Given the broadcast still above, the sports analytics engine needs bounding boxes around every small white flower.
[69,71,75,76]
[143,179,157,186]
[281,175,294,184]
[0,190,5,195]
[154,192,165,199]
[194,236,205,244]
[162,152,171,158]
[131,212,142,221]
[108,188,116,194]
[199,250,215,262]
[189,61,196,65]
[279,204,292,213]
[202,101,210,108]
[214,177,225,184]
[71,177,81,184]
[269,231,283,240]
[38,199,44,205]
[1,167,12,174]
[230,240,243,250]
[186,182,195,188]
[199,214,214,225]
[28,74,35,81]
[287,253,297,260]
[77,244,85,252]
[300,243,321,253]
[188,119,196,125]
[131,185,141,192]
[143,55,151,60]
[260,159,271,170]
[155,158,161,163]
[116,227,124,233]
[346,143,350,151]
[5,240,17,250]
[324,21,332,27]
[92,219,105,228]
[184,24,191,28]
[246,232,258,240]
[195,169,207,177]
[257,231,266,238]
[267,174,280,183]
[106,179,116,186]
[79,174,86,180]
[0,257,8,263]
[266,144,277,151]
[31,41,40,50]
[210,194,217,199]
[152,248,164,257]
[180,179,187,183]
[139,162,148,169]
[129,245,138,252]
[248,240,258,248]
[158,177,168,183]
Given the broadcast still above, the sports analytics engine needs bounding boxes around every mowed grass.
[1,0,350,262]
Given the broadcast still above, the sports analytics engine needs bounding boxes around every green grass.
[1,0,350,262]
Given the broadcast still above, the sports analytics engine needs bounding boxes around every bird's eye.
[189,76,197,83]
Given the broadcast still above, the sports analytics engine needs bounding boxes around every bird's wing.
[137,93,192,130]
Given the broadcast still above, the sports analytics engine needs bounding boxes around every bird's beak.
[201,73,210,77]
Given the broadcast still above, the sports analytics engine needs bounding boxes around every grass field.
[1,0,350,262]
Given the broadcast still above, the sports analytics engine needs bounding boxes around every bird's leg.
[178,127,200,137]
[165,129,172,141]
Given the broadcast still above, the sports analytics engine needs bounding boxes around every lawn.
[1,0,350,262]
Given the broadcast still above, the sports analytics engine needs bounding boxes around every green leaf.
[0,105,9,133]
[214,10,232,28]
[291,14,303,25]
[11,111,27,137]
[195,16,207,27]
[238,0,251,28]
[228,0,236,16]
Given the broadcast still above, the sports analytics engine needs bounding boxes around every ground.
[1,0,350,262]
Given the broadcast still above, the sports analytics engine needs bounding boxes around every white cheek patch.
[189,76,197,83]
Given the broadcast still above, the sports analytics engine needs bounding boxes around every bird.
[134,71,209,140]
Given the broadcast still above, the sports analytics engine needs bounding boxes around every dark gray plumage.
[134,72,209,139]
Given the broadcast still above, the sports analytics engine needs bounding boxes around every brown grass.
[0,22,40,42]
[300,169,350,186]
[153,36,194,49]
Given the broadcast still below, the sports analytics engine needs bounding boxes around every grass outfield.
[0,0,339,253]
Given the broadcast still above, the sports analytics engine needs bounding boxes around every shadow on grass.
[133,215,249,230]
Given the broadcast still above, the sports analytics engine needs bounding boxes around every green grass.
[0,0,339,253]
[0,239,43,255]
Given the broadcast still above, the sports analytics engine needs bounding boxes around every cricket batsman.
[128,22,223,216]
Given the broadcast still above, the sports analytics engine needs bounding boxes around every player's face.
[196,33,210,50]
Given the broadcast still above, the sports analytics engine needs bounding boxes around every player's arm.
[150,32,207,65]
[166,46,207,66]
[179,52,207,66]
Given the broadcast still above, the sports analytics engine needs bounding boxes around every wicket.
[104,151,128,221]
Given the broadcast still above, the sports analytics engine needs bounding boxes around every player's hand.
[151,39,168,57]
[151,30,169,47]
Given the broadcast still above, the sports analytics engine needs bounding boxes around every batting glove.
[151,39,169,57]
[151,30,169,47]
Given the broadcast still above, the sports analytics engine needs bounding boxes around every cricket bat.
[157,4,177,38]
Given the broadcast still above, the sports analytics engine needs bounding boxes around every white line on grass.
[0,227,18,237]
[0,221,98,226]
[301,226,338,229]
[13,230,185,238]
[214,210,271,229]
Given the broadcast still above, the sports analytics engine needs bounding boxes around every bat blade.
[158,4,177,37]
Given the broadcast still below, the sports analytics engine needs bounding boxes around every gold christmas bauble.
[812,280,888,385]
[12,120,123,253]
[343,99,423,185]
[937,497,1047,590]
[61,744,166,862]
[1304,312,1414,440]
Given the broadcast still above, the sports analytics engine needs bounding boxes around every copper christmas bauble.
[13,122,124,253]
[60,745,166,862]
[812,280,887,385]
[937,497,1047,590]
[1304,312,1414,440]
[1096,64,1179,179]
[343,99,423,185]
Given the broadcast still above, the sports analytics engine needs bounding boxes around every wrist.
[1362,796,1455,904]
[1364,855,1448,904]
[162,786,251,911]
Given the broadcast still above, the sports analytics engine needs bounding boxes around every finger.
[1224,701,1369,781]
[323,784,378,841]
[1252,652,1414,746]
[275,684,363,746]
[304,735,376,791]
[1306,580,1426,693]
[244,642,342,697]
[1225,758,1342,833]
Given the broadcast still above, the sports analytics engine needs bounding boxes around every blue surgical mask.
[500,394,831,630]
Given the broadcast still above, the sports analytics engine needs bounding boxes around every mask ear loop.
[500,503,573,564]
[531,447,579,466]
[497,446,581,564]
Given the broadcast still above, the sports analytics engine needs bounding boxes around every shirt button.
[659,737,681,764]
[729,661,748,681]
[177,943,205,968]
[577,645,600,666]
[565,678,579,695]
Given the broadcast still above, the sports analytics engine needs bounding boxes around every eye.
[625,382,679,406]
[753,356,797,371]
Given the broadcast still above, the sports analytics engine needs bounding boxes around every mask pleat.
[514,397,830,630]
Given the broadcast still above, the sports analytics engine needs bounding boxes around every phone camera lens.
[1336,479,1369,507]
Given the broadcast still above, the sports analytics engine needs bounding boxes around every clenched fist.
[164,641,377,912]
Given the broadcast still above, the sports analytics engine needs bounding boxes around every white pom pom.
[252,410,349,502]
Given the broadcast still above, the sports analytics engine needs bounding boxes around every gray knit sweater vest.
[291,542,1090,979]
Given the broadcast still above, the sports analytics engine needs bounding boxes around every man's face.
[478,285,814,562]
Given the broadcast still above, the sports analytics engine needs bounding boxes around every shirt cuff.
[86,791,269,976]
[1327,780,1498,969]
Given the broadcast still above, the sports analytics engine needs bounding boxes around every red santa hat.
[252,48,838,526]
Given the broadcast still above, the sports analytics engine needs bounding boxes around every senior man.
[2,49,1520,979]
━━━
- _Try it_:
Your task is to transcribe the material exactly.

- _Answer to the exercise_:
Given the broadcast still above, the sports analytics engine needs bounding boxes around every small white flower.
[69,71,75,76]
[143,179,157,186]
[281,175,294,184]
[0,190,5,195]
[154,192,165,199]
[194,236,205,244]
[162,152,171,158]
[131,212,142,221]
[108,188,116,194]
[199,250,215,262]
[189,61,196,65]
[279,204,292,213]
[202,101,210,108]
[214,177,225,184]
[71,177,81,184]
[269,231,283,240]
[38,199,44,205]
[1,167,12,174]
[230,240,243,250]
[186,182,195,188]
[199,214,214,225]
[28,74,35,81]
[287,253,297,260]
[77,244,85,252]
[300,243,321,253]
[188,119,196,125]
[131,185,141,192]
[143,55,151,60]
[260,159,271,170]
[155,158,161,163]
[116,227,124,233]
[346,143,350,151]
[5,240,17,250]
[324,21,332,27]
[92,219,105,228]
[184,24,191,28]
[246,232,258,240]
[195,169,207,177]
[257,231,266,238]
[267,174,280,183]
[106,179,116,186]
[79,174,86,180]
[0,257,8,263]
[266,144,277,151]
[31,41,40,50]
[210,194,217,199]
[152,248,164,257]
[180,179,187,183]
[139,162,148,169]
[129,245,138,252]
[248,240,258,248]
[158,177,168,183]
Given the broadcast still above, the sports analytics engine needs bounding boxes around every mowed grass.
[1,0,350,262]
Given the broadcast still above, the sports analytics engine needs bounding boxes around every green grass.
[1,0,350,262]
Given the broadcast still above, the sports analytics engine needs bounding boxes around every bird's eye.
[189,76,197,83]
Given the broadcast still above, the sports analytics engine needs bounding boxes around every bird's wing.
[137,93,192,130]
Given the broadcast still above, the sports analytics engine needs bounding boxes around every bird's beak.
[201,73,210,77]
Given the broadcast still above, the sports analytics engine needs bounding boxes around every grass field.
[1,0,350,262]
Given the broadcast still above, the sports analytics engine needs bounding boxes around every bird's leg.
[178,127,200,137]
[165,129,172,141]
Given the broadcast still above, the sports analytics engine needs bounding boxes around every lawn.
[1,0,350,262]
Given the broadcast still above, the sports analytics engine needs bounding boxes around every green leaf.
[0,105,9,133]
[214,10,232,28]
[291,14,303,25]
[11,111,27,137]
[195,16,207,27]
[238,0,251,28]
[228,0,236,16]
Given the broadcast still above, the sports analytics engine needs bounding boxes around every ground.
[1,0,350,262]
Given the broadcast still above, the sports analytics engine needs bounding boxes around every white cheek patch.
[189,76,197,83]
Given the broadcast still above, the sports analytics engine needs bounding boxes around every bird.
[134,71,209,140]
Given the broadcast still above, the sports analytics engine needs bounding boxes around every dark gray plumage.
[134,72,209,139]
Given the broadcast still above, the sports analytics engine needs bounding boxes around every brown grass.
[0,22,40,42]
[300,169,350,186]
[153,36,194,49]
Given the broadcast still below, the sports analytics engine needs bounding boxes around every grass outfield.
[0,0,339,253]
Given the broadcast still above, the sports analytics engine needs bounding boxes around every shadow on grass.
[133,215,249,230]
Given the broadcast still above, the sports analytics engine needs bounding boxes around every green grass.
[0,0,339,253]
[0,239,43,255]
Given the broadcast still above, the sports analytics engine needs bounding boxes around every cricket batsman.
[128,22,223,216]
Given the broadcast still above, the sports analytics engine needs bounding boxes around every player's face.
[196,33,210,50]
Given the broadcast still above, the sports analytics engine needs bounding boxes around every player's arm.
[150,32,207,65]
[166,46,207,66]
[179,52,207,66]
Given the broadcast still above, the sports analytics engine needs bounding boxes around every wicket.
[104,151,128,221]
Given the broadcast still above, the sports analytics engine needs bounding boxes around every player's hand.
[151,39,168,57]
[151,30,169,47]
Given the broadcast still above, the sports analytics engine needs bounding boxes around every batting glove.
[151,39,169,57]
[151,30,169,47]
Given the broadcast still above, the sports analytics engine needs bounding boxes around every cricket bat.
[157,4,177,38]
Given the broadcast still above, the sports analytics engine needs bounding boxes around every white line on grass.
[0,227,18,237]
[0,221,98,226]
[301,226,338,229]
[13,230,185,238]
[214,210,271,229]
Given the broadcast still above, the sports analytics engine needs bounding boxes around every bat blade.
[158,4,177,37]
Given the broadcast still below, the sports analytics engine needs bounding boxes around every gold christmas bauble.
[812,280,888,385]
[12,120,123,253]
[343,99,423,185]
[937,497,1047,590]
[61,744,166,862]
[1304,312,1414,440]
Given the broadcast still above, the sports analytics engine needs bounding boxes around every copper christmas bauble.
[13,122,124,253]
[60,745,166,862]
[812,280,887,385]
[937,497,1047,590]
[1304,312,1414,440]
[1096,64,1179,179]
[343,99,423,185]
Given the broadcast still above, the sports analytics engine needs bounding boxes around every wrist.
[1362,796,1455,904]
[1364,855,1448,904]
[162,786,251,911]
Given the broadcast still above, the sports analytics engine needs bounding boxes around every finger.
[1224,701,1369,781]
[323,784,378,841]
[1252,652,1414,746]
[275,684,363,746]
[304,735,376,791]
[1306,580,1426,693]
[244,642,342,697]
[1225,758,1342,833]
Given the broadcast still above, the sports analytics engine needs bounding boxes around every blue surgical mask.
[500,394,831,630]
Given the broadcast still above, the sports analytics engine needs bounding boxes around every mask ear loop.
[500,503,573,564]
[531,447,579,466]
[497,446,581,564]
Given the broadcast still above, the sports analytics engine needs bounding boxes around every shirt button.
[659,737,681,764]
[729,661,748,681]
[177,943,205,968]
[577,645,600,666]
[565,678,579,695]
Given the broadcast still above, the sports analytics engine needs bounding boxes around every eye.
[625,382,679,406]
[753,356,797,371]
Given the broadcast still above, the sports analytics engine needs bounding boxes around every mask pleat.
[514,397,830,630]
Given the broadcast still above, the sports analytics engine needs bounding boxes around every phone camera lens.
[1336,479,1369,507]
Given the broadcast still above, the sports analytics engine needs bounding boxes around every clenched fist.
[164,641,377,912]
Given the broadcast still above, the sports analytics engine needs bounding boxes around every white pom pom.
[252,410,349,502]
Given the broadcast still above, the sports analytics engine needs bounding boxes around every gray knit sweater vest.
[291,542,1090,979]
Given the broadcast still above, the sports analytics engine needs bounding boxes around every man's face.
[478,285,814,562]
Given the broadcast still above, the sports analytics engine needs bounding boxes around every shirt cuff.
[86,791,269,976]
[1327,780,1498,969]
Given the broadcast still above, the sports analytics engine needs bounding boxes around every red santa hat.
[252,48,838,526]
Given the broadcast still above, the sports analytics engine needs bounding boxes around every senior man.
[2,49,1520,979]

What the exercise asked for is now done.